## Extrait
=====
Jonathan Fournel (piano)
Enregistré dans la Salle de musique du Théâtre populaire romand de La Chaux‑de‑Fonds (28 octobre-1er novembre 2023) – 60’51
Alpha 1064 (distribué par Outhere)


Sélectionné par la rédaction





Pour son troisième disque publié par l’éditeur Alpha, le pianiste français Jonathan Fournel (né en 1993) propose un programme qu’il a déjà rôdé depuis quelques temps en récital, et qui paraît dès l’abord à la fois original et d’une grande cohérence. L’œuvre majeure du répertoire qu’est la Troisième Sonate de Chopin est ici encadrée par deux relatives raretés, les cycles de variations composés par Karol Szymanowski au temps de sa jeunesse et de ses études au Conservatoire de Varsovie (entre 1901 et 1904). Ainsi cette juxtaposition pose‑t‑elle la question de la filiation entre les deux grands compositeurs polonais et de la manière dont Szymanowski s’approprie l’héritage romantique de Chopin pour mieux le dépasser et trouver sa propre voie dans ses œuvres ultérieures.
=====
## Travail demandé
(1) Répondez aux questions suivantes d'après l'extrait :
(a) Dans quelle salle l'enregistrement a-t-il été réalisé ?
(b) En quelle année Jonathan Fournel est-il né ?
(c) Entre quelles années Szymanowski a-t-il composé ses cycles de variations ?
(2) Reproduisez tout le passage de l'extrait, depuis « Sélectionné par la » jusqu'à « ses œuvres ultérieures. ».
=====
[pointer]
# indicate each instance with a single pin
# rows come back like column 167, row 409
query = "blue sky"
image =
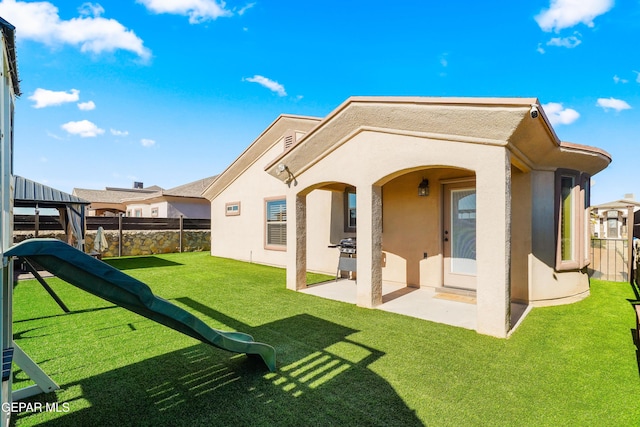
column 170, row 91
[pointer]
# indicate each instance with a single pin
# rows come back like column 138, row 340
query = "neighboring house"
column 609, row 220
column 152, row 202
column 476, row 194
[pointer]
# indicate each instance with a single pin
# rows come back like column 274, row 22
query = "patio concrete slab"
column 421, row 303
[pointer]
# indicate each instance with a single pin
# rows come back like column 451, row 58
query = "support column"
column 494, row 246
column 369, row 261
column 296, row 241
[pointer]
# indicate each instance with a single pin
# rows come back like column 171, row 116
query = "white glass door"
column 459, row 234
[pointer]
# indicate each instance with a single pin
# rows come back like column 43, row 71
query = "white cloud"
column 87, row 106
column 617, row 80
column 568, row 13
column 119, row 132
column 568, row 42
column 40, row 21
column 197, row 10
column 268, row 83
column 443, row 60
column 614, row 104
column 248, row 6
column 54, row 136
column 558, row 115
column 48, row 98
column 83, row 128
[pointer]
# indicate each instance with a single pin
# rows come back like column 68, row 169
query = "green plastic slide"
column 101, row 279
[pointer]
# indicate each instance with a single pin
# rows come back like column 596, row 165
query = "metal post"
column 120, row 234
column 181, row 231
column 37, row 222
column 630, row 221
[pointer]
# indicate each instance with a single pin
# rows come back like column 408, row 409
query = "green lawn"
column 573, row 365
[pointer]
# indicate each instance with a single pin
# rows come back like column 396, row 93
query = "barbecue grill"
column 347, row 255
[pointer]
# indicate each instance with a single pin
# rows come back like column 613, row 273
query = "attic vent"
column 289, row 139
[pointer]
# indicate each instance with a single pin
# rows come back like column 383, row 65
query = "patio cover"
column 31, row 194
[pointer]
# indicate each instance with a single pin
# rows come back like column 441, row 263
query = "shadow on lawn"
column 323, row 378
column 635, row 304
column 140, row 262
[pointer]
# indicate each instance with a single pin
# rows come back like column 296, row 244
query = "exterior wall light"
column 423, row 188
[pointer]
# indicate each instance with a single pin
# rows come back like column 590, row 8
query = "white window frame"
column 270, row 206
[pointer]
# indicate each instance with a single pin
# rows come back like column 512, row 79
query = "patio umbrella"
column 100, row 243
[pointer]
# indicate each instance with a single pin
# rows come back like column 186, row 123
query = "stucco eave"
column 260, row 145
column 478, row 120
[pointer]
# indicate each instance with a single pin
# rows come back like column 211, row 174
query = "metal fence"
column 610, row 259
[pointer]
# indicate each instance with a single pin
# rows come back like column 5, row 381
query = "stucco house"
column 610, row 220
column 473, row 194
column 149, row 202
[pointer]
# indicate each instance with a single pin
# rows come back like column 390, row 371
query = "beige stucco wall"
column 521, row 211
column 243, row 236
column 549, row 286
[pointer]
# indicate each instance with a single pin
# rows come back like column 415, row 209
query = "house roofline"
column 423, row 100
column 237, row 162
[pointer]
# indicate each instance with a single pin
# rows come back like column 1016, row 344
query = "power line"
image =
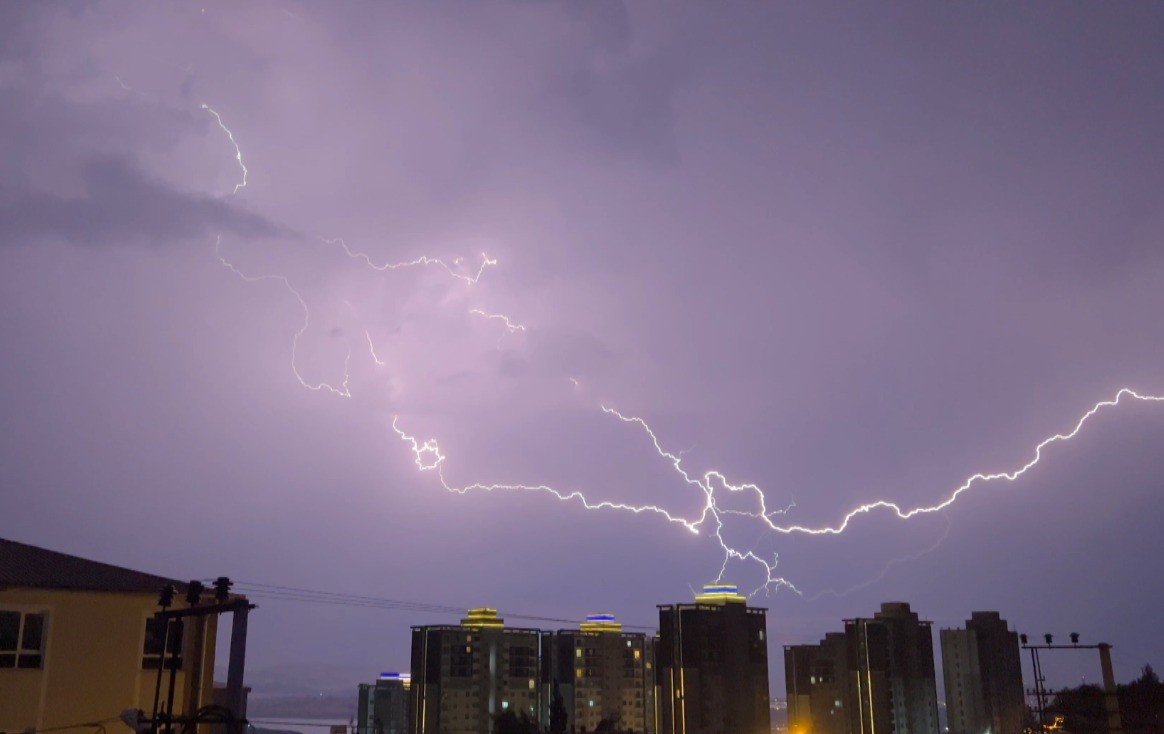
=====
## Les réponses
(1)
(a) Dans la Salle de musique du Théâtre populaire romand de La Chaux‑de‑Fonds.
(b) En 1993.
(c) Entre 1901 et 1904.

(2)
Sélectionné par la rédaction





Pour son troisième disque publié par l’éditeur Alpha, le pianiste français Jonathan Fournel (né en 1993) propose un programme qu’il a déjà rôdé depuis quelques temps en récital, et qui paraît dès l’abord à la fois original et d’une grande cohérence. L’œuvre majeure du répertoire qu’est la Troisième Sonate de Chopin est ici encadrée par deux relatives raretés, les cycles de variations composés par Karol Szymanowski au temps de sa jeunesse et de ses études au Conservatoire de Varsovie (entre 1901 et 1904). Ainsi cette juxtaposition pose‑t‑elle la question de la filiation entre les deux grands compositeurs polonais et de la manière dont Szymanowski s’approprie l’héritage romantique de Chopin pour mieux le dépasser et trouver sa propre voie dans ses œuvres ultérieures.